**WHAT TO PRODUCE**
Across the data below, how many lines have the word "instance" in them? Give the number and nothing else.

**EXERCISE MATERIALS**
◆ ◆ ◆ ◆ ◆
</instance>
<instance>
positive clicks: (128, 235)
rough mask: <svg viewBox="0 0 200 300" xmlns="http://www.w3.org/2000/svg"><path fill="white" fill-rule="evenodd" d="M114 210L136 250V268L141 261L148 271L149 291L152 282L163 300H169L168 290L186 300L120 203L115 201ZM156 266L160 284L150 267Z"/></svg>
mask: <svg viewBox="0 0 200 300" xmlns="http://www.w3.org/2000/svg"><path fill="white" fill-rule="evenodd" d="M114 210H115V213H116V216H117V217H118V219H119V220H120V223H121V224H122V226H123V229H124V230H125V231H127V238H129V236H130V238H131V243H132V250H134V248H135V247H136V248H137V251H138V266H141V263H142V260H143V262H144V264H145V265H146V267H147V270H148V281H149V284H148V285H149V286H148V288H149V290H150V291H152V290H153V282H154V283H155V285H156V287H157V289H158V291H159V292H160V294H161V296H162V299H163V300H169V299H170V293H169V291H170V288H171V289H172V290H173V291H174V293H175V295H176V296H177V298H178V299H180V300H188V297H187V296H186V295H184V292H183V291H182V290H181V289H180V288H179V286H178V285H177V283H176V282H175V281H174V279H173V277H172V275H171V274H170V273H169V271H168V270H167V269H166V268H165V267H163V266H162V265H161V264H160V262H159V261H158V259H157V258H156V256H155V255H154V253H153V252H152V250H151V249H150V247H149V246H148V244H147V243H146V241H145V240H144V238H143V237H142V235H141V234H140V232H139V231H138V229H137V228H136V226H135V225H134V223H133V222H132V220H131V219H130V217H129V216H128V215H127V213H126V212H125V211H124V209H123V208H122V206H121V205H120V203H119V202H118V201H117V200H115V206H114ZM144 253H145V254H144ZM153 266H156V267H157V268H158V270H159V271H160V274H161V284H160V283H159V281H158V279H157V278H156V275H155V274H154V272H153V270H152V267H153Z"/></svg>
◆ ◆ ◆ ◆ ◆
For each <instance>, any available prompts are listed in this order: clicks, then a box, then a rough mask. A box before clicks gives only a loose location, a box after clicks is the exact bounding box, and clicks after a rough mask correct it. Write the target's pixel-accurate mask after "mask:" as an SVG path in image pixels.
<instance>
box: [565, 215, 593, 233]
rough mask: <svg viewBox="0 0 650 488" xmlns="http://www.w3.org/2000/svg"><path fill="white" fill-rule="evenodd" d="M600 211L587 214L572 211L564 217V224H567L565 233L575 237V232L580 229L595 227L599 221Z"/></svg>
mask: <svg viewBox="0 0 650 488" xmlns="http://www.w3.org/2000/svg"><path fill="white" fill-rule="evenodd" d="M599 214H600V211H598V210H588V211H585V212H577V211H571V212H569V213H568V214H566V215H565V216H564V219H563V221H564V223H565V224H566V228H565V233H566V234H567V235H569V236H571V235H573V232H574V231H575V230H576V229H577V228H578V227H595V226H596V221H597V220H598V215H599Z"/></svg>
◆ ◆ ◆ ◆ ◆
**ANSWER BELOW**
4